→ **TEXT**:
- - - - - - -

PROVIDENCE — No one is likely to confuse new Governor Chafee with his Republican predecessor, Donald L. Carcieri, and now here’s another way to tell them apart:

Chafee doesn’t plan to spend his own time on talk radio, and he intends to ban state employees from spending their state work time talking on talk radio, which was Carcieri’s favorite medium and an integral part of his communications operation.

Spokesman Michael Trainor said a directive will go out over the next day or so that reflects that new policy.

He said the policy emanates from a belief that talk radio is essentially “ratings-driven, for-profit programming,” and “we don’t think it is appropriate to use taxpayer resources” in the form of state employee work time to “support for-profit, ratings-driven programming.”

Trainor said the new governor will continue to talk to the news reporters for the local radio stations, and the nonprofit local NPR affiliate.

- - - - - - -

Point annotation dataset rows

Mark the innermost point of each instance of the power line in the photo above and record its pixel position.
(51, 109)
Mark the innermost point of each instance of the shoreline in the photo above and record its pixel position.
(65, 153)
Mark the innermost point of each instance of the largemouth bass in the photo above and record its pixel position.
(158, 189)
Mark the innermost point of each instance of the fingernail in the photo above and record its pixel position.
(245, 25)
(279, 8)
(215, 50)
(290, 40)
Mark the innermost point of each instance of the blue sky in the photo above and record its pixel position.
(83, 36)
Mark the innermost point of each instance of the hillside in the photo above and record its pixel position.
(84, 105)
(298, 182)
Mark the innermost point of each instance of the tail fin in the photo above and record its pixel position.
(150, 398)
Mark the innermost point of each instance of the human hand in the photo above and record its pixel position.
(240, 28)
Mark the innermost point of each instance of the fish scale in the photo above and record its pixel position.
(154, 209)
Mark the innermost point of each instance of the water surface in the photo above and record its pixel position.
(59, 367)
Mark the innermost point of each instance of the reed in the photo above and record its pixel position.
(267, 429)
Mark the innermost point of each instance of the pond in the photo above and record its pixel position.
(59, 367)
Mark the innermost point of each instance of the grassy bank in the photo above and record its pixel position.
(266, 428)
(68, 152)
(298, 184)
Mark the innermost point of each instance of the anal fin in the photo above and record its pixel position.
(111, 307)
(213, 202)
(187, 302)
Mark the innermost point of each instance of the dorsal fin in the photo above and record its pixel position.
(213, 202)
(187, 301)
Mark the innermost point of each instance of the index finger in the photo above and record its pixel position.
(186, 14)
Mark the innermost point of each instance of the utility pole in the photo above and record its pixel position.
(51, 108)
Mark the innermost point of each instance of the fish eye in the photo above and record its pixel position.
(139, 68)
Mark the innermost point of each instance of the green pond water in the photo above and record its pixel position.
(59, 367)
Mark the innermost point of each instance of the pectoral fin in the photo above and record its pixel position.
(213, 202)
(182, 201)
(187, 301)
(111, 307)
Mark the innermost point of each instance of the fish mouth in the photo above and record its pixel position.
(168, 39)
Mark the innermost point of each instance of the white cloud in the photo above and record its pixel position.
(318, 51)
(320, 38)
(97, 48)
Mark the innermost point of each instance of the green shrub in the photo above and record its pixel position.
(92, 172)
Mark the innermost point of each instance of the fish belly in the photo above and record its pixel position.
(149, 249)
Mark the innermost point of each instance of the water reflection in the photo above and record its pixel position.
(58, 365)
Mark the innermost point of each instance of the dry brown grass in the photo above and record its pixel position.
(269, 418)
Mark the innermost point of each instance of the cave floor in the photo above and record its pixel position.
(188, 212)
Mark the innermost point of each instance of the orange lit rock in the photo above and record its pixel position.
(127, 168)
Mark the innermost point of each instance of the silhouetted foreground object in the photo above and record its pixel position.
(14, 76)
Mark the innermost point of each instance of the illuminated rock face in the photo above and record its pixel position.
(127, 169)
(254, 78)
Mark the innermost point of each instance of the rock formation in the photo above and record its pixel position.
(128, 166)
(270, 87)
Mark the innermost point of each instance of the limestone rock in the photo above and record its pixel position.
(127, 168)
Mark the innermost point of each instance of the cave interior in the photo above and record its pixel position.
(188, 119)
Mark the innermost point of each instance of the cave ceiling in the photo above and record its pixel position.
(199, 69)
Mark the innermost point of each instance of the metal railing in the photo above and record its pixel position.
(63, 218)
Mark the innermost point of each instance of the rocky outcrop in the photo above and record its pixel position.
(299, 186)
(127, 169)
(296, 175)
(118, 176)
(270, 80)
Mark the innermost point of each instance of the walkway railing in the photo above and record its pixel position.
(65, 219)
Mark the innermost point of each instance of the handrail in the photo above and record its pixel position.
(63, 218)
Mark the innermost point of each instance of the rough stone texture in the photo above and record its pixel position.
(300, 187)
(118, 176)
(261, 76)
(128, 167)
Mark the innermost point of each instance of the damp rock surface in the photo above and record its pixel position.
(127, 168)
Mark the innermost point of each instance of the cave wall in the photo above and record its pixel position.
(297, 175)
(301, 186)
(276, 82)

- - - - - - -

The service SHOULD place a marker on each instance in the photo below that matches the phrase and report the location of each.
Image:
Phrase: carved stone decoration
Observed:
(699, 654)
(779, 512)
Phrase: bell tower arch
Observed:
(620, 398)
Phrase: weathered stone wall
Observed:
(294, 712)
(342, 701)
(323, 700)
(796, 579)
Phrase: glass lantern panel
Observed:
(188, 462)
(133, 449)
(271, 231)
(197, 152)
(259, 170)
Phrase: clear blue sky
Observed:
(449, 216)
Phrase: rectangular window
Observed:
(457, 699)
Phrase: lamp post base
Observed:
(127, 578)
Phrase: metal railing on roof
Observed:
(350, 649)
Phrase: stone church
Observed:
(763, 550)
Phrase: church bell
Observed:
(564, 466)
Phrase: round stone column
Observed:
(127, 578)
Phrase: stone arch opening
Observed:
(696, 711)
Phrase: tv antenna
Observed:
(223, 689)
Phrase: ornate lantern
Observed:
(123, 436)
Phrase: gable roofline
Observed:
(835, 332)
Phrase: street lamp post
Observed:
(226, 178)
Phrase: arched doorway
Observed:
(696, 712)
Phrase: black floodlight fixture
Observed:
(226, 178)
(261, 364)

- - - - - - -

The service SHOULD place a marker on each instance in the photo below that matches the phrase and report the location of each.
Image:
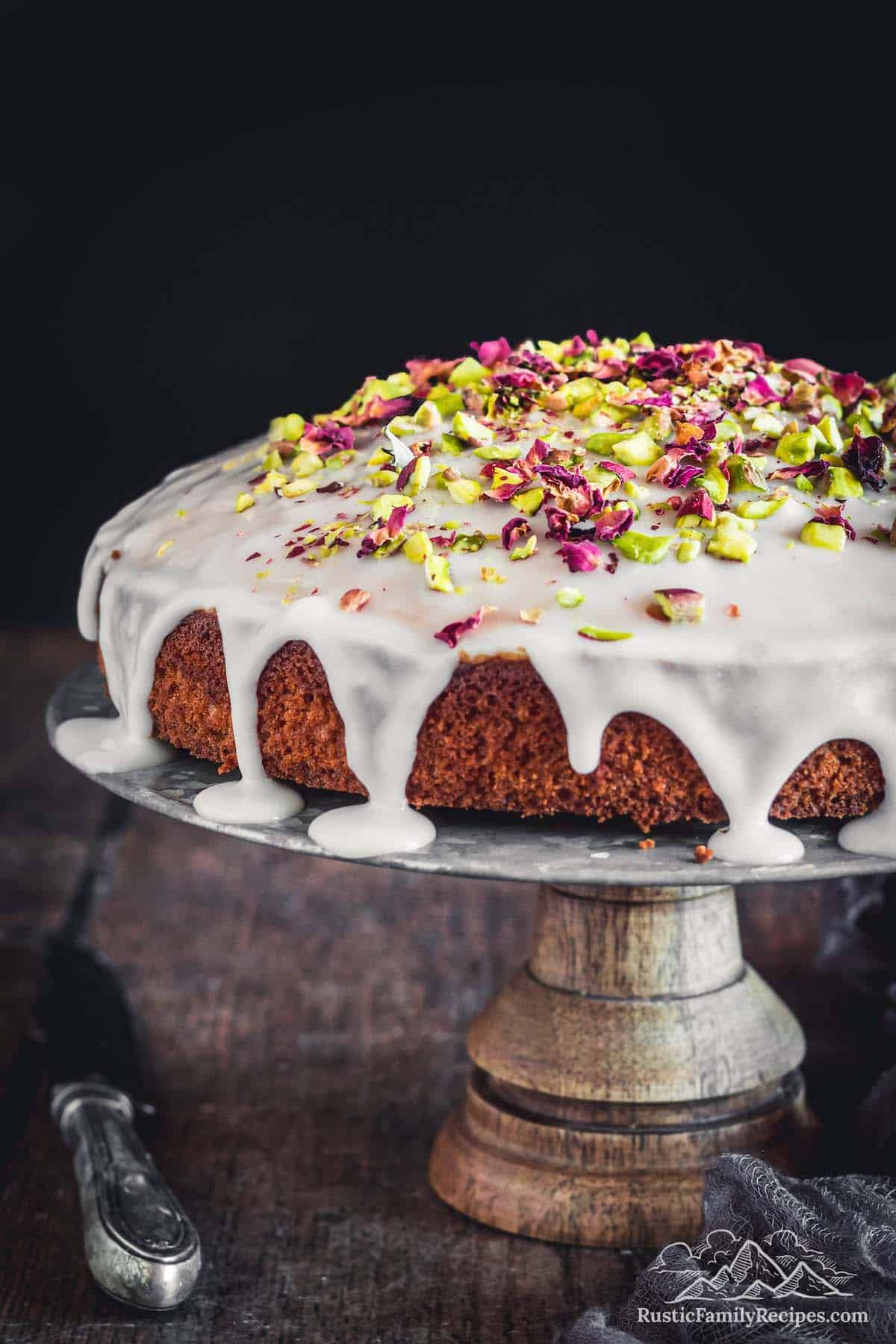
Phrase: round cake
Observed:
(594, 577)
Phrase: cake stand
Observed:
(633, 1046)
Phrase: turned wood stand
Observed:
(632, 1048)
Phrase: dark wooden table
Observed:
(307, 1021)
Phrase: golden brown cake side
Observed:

- - - - - - -

→ **GIVEN TASK**:
Reproduce the talk radio article from the words containing "Spokesman Michael Trainor" through "local NPR affiliate.", substituting "memo" for "directive". These rows were taken from a separate source.

→ **SOLUTION TO THE EXERCISE**:
Spokesman Michael Trainor said a memo will go out over the next day or so that reflects that new policy.

He said the policy emanates from a belief that talk radio is essentially “ratings-driven, for-profit programming,” and “we don’t think it is appropriate to use taxpayer resources” in the form of state employee work time to “support for-profit, ratings-driven programming.”

Trainor said the new governor will continue to talk to the news reporters for the local radio stations, and the nonprofit local NPR affiliate.